→ **THE PROBLEM**
How many of the lines below contain the word "white"? Case counts. Reply with the number alone.

######

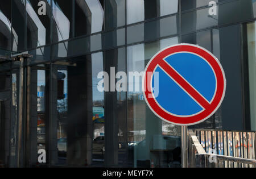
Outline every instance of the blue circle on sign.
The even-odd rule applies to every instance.
[[[193,53],[181,52],[164,60],[210,103],[215,94],[216,78],[213,69],[204,59]],[[158,73],[158,84],[154,80],[155,72]],[[159,88],[154,88],[155,85]],[[159,66],[154,72],[152,86],[156,101],[170,113],[185,116],[204,110]]]

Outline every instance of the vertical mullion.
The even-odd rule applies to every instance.
[[[181,31],[181,0],[179,0],[179,43],[182,43],[182,31]]]
[[[218,131],[216,131],[216,153],[219,155],[218,152]]]
[[[26,51],[27,49],[27,0],[24,0],[25,2],[25,8],[24,12],[24,49]]]
[[[75,8],[75,0],[72,0],[72,10],[71,10],[71,13],[72,14],[72,27],[71,27],[71,38],[73,38],[75,37],[75,11],[76,9]]]

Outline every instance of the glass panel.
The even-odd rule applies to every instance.
[[[46,5],[46,15],[38,14],[38,2],[27,0],[27,47],[28,49],[43,46],[50,42],[51,5]]]
[[[125,0],[105,1],[105,8],[106,30],[125,25]]]
[[[218,15],[209,15],[209,9],[203,9],[181,14],[182,33],[192,32],[218,25]]]
[[[103,42],[104,48],[124,45],[125,44],[125,29],[121,28],[104,33]]]
[[[33,55],[33,57],[27,60],[28,64],[50,61],[50,48],[49,46],[46,46],[28,51],[28,53]]]
[[[179,31],[178,23],[178,16],[175,15],[128,27],[127,44],[154,40],[161,37],[176,35]]]
[[[102,70],[102,52],[55,63],[50,129],[53,165],[104,164],[104,98],[94,85],[97,81],[95,74]],[[96,118],[97,124],[93,122]],[[97,140],[96,153],[92,149],[96,142],[93,135],[101,137]]]
[[[11,2],[0,1],[0,48],[11,49]]]
[[[247,24],[251,129],[256,130],[256,22]]]
[[[192,1],[190,1],[191,2],[188,5],[193,3]],[[195,1],[193,2],[195,2]],[[210,15],[210,6],[182,13],[182,32],[187,33],[200,29],[251,19],[255,17],[254,15],[255,8],[253,7],[254,6],[254,2],[253,3],[253,5],[251,0],[236,0],[221,3],[216,6],[216,15]]]
[[[104,92],[98,90],[100,79],[98,74],[104,71],[103,53],[92,55],[93,141],[92,162],[97,165],[104,164],[105,147],[105,97]]]
[[[178,0],[127,0],[127,24],[177,13]]]
[[[109,91],[105,93],[105,166],[127,166],[127,80],[125,48],[107,51],[105,71],[109,74]],[[115,79],[114,73],[115,73]],[[104,86],[106,85],[104,84]],[[115,89],[113,88],[115,87]]]
[[[57,42],[72,36],[72,1],[52,1],[52,41]],[[48,1],[50,3],[50,1]]]
[[[25,47],[25,0],[13,1],[13,51],[22,51]]]
[[[43,66],[42,66],[43,67]],[[32,137],[31,138],[31,144],[32,147],[35,143],[37,144],[36,150],[34,150],[34,147],[32,147],[32,155],[38,153],[40,149],[47,150],[47,139],[46,124],[48,123],[48,116],[47,110],[46,109],[46,102],[48,97],[48,93],[47,93],[47,88],[49,86],[49,84],[47,84],[47,73],[48,74],[48,72],[46,72],[43,70],[43,67],[42,68],[42,70],[38,70],[34,69],[31,70],[31,134]],[[33,85],[36,84],[36,85]],[[36,93],[35,93],[36,92]],[[35,98],[36,97],[36,98]],[[35,101],[36,99],[36,101]],[[36,110],[35,109],[35,104],[36,104]],[[34,111],[36,111],[36,114],[34,114]],[[36,124],[34,122],[36,121]],[[35,136],[34,135],[34,131],[36,130],[36,141],[35,141]],[[37,156],[33,156],[31,157],[31,163],[35,165],[36,162],[36,159],[39,157],[39,155]],[[46,163],[39,163],[39,166],[46,165]]]
[[[10,73],[0,73],[0,167],[9,167],[10,163],[9,151],[13,145],[10,134],[10,111],[11,100],[10,96],[10,82],[11,77]],[[11,132],[12,136],[14,134]],[[14,145],[15,143],[11,144]],[[15,152],[15,150],[14,151]],[[13,155],[16,153],[13,153]],[[13,157],[11,157],[13,159]]]
[[[141,73],[160,49],[178,43],[177,37],[127,47],[128,72]],[[144,100],[141,76],[128,77],[129,160],[135,167],[180,167],[181,128],[158,118]],[[169,159],[169,160],[166,160]]]
[[[100,0],[75,1],[75,36],[90,34],[102,30],[104,19],[103,2]]]

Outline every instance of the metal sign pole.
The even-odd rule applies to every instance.
[[[188,127],[181,126],[181,165],[182,168],[188,167]]]

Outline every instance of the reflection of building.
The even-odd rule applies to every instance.
[[[220,109],[190,128],[256,130],[255,1],[218,1],[212,16],[209,1],[43,1],[46,15],[37,14],[36,1],[0,0],[1,57],[16,51],[34,56],[25,58],[23,78],[20,61],[0,60],[5,166],[36,166],[39,148],[46,149],[48,166],[180,164],[180,127],[158,118],[141,89],[97,89],[100,72],[143,72],[157,52],[178,43],[212,52],[228,84]],[[116,82],[110,80],[109,87]],[[93,140],[98,136],[100,144]]]

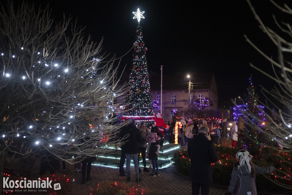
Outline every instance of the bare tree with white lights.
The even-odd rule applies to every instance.
[[[72,163],[104,153],[121,125],[111,125],[119,112],[112,100],[126,85],[113,81],[114,59],[103,63],[102,40],[85,38],[71,18],[55,23],[48,6],[1,8],[0,172],[5,158],[52,155]]]

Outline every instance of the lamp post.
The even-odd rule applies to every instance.
[[[191,92],[191,78],[190,75],[187,75],[187,77],[190,78],[190,82],[189,82],[189,97],[187,98],[187,108],[190,108],[190,95]]]

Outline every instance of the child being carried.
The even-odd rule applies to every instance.
[[[149,153],[149,148],[150,145],[156,146],[157,147],[157,150],[155,153],[157,156],[159,156],[159,150],[160,149],[160,145],[159,144],[161,140],[162,134],[159,132],[159,129],[157,126],[154,127],[154,130],[155,132],[153,132],[152,130],[149,134],[146,137],[146,140],[148,142],[147,146],[147,152],[146,153],[146,156],[148,156]]]

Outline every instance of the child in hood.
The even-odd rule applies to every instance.
[[[251,160],[252,157],[245,150],[241,150],[236,154],[239,160],[234,164],[228,192],[224,195],[231,194],[234,191],[237,195],[256,195],[255,175],[271,173],[276,169],[272,166],[261,167],[255,165]]]

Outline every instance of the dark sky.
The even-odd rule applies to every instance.
[[[103,51],[117,57],[129,51],[134,41],[138,22],[132,19],[132,12],[138,8],[145,11],[145,18],[141,19],[140,25],[148,49],[148,71],[160,74],[163,65],[163,74],[167,75],[214,72],[219,106],[226,106],[231,98],[247,93],[251,74],[259,91],[260,84],[274,84],[249,65],[252,63],[270,69],[270,63],[246,42],[244,34],[268,56],[276,57],[276,50],[259,27],[246,1],[41,1],[42,6],[49,2],[52,16],[57,20],[63,13],[77,17],[78,23],[86,26],[86,34],[90,34],[93,41],[99,42],[103,37]],[[276,1],[283,4],[283,1]],[[36,0],[28,2],[35,2],[37,6],[40,3]],[[268,1],[251,2],[271,27],[274,27],[273,13],[283,16]],[[121,65],[127,64],[128,71],[133,53],[131,50],[122,58]]]

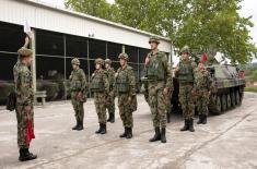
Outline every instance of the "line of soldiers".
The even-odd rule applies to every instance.
[[[164,52],[157,49],[160,39],[150,37],[151,52],[145,58],[144,88],[149,93],[148,104],[152,112],[152,122],[155,134],[149,142],[161,141],[166,143],[166,113],[171,110],[171,97],[173,93],[173,76],[171,64]],[[19,60],[13,68],[15,94],[16,94],[16,120],[17,120],[17,145],[20,147],[21,161],[37,158],[28,152],[31,140],[34,138],[34,112],[33,112],[33,85],[32,74],[28,67],[32,63],[32,50],[22,47],[17,51]],[[112,61],[101,58],[95,60],[95,71],[91,76],[91,83],[86,82],[84,71],[80,69],[80,60],[72,59],[73,71],[69,77],[71,102],[77,120],[72,130],[83,130],[84,108],[89,89],[94,94],[94,105],[98,118],[100,129],[96,134],[106,134],[106,122],[115,122],[115,97],[118,97],[118,108],[124,125],[120,137],[131,138],[133,128],[132,112],[137,110],[136,76],[133,69],[128,65],[129,56],[118,56],[120,68],[115,73]],[[182,131],[194,129],[195,96],[198,93],[197,106],[199,111],[198,123],[207,122],[207,104],[210,95],[208,72],[189,60],[189,48],[182,50],[182,60],[176,68],[175,74],[179,79],[179,101],[185,119]],[[206,87],[206,88],[205,88]],[[205,88],[205,89],[203,89]],[[200,90],[199,90],[200,89]],[[201,90],[202,89],[202,90]],[[108,110],[108,119],[106,118]],[[32,136],[31,136],[32,135]]]

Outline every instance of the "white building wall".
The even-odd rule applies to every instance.
[[[115,24],[93,16],[45,5],[33,0],[0,0],[0,21],[35,28],[149,48],[150,33]],[[161,37],[160,50],[171,52],[171,43]]]

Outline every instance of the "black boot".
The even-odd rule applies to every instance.
[[[161,142],[162,143],[166,143],[166,129],[162,128],[162,132],[161,132]]]
[[[77,130],[78,131],[81,131],[81,130],[83,130],[84,129],[84,126],[83,126],[83,121],[79,121],[79,126],[77,128]]]
[[[102,128],[103,128],[102,124],[100,124],[100,129],[98,129],[97,131],[95,131],[95,133],[96,133],[96,134],[100,134],[101,131],[103,130]]]
[[[190,132],[195,132],[195,129],[194,129],[194,120],[192,120],[192,119],[189,120],[189,131],[190,131]]]
[[[78,126],[79,126],[79,121],[77,120],[77,124],[72,128],[72,130],[77,130]]]
[[[119,137],[127,137],[128,128],[124,128],[124,133]]]
[[[197,121],[197,124],[201,124],[202,123],[202,114],[199,114],[199,120]]]
[[[182,132],[189,130],[189,123],[188,120],[185,120],[184,126],[180,129]]]
[[[132,128],[127,128],[127,130],[128,130],[128,133],[127,133],[127,136],[126,136],[126,138],[131,138],[133,135],[132,135]]]
[[[202,114],[202,124],[206,124],[207,123],[207,114]]]
[[[33,160],[36,159],[37,155],[33,155],[28,152],[28,148],[20,148],[20,161]]]
[[[155,128],[155,134],[152,138],[149,140],[149,142],[156,142],[160,140],[161,140],[160,128]]]
[[[106,131],[106,124],[102,124],[102,131],[101,131],[101,134],[106,134],[107,131]]]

######

→ **REPLY TO THE EXERCISE**
2